## RECORDED DATA
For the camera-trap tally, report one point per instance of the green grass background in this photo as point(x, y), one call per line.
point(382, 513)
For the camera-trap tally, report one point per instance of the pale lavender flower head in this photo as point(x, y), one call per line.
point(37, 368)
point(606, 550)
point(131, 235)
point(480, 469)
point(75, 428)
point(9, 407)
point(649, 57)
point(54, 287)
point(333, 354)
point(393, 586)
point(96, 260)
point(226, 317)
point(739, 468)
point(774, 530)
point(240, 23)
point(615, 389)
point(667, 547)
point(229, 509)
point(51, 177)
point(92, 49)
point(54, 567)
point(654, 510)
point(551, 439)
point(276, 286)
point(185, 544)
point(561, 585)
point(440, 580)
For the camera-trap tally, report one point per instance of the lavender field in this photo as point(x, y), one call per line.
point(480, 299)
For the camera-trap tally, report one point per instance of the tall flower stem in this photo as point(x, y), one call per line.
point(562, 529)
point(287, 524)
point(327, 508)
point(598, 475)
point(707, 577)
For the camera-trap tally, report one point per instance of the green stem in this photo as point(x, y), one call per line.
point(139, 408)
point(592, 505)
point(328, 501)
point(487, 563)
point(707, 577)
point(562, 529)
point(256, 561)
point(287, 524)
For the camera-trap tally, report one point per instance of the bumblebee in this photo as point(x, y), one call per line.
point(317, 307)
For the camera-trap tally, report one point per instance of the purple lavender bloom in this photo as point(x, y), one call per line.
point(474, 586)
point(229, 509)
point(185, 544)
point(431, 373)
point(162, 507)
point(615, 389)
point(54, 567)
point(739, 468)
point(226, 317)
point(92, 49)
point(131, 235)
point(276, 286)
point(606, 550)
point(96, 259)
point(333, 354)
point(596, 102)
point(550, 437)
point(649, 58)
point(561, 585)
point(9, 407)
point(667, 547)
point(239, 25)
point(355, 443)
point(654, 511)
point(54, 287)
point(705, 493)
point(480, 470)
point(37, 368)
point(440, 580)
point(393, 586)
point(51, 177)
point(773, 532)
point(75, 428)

## WHAT IS BEING ASKED
Copy out every one of the records above word for word, keeping their original order.

## SOLUTION
For the camera-trap tally, report one point per instance of the green grass background in this photo as point(x, y), one call per line.
point(382, 513)
For the camera-trap tally, report one point per instance of the pale lavender flower head in this photo as point(x, y), one call per line.
point(37, 368)
point(606, 550)
point(131, 235)
point(480, 469)
point(75, 428)
point(9, 407)
point(649, 57)
point(54, 287)
point(333, 354)
point(393, 586)
point(96, 260)
point(226, 317)
point(739, 468)
point(774, 530)
point(240, 23)
point(615, 389)
point(667, 547)
point(229, 509)
point(51, 177)
point(92, 49)
point(54, 567)
point(654, 510)
point(551, 439)
point(276, 286)
point(185, 544)
point(561, 585)
point(440, 580)
For the camera-trap tally, report one point per instance of the lavender field in this photo as point(x, y), one call per line.
point(480, 299)
For the camera-trap tally, report one point per instance of the tall flower stem in this photo as point(x, y), one call per line.
point(562, 529)
point(287, 524)
point(327, 508)
point(598, 475)
point(707, 577)
For the camera-trap tally, report one point per instance of the green stem in this photo as point(x, y), one call per line.
point(139, 408)
point(592, 505)
point(328, 501)
point(487, 563)
point(707, 577)
point(562, 529)
point(256, 561)
point(287, 524)
For the camera-trap tally, report one point per instance of the bumblebee in this photo as point(x, y), one call per line.
point(317, 307)
For the camera-trap tally, report one point per instance of the purple lavender bloom in this photo as point(x, y), one call per line.
point(474, 586)
point(229, 509)
point(185, 544)
point(431, 373)
point(162, 507)
point(615, 389)
point(54, 567)
point(739, 468)
point(226, 317)
point(92, 49)
point(131, 235)
point(276, 286)
point(606, 550)
point(96, 259)
point(333, 354)
point(596, 102)
point(550, 437)
point(649, 58)
point(561, 585)
point(9, 407)
point(667, 547)
point(239, 25)
point(355, 443)
point(654, 511)
point(54, 287)
point(705, 493)
point(480, 470)
point(37, 368)
point(440, 580)
point(393, 586)
point(51, 177)
point(773, 532)
point(75, 428)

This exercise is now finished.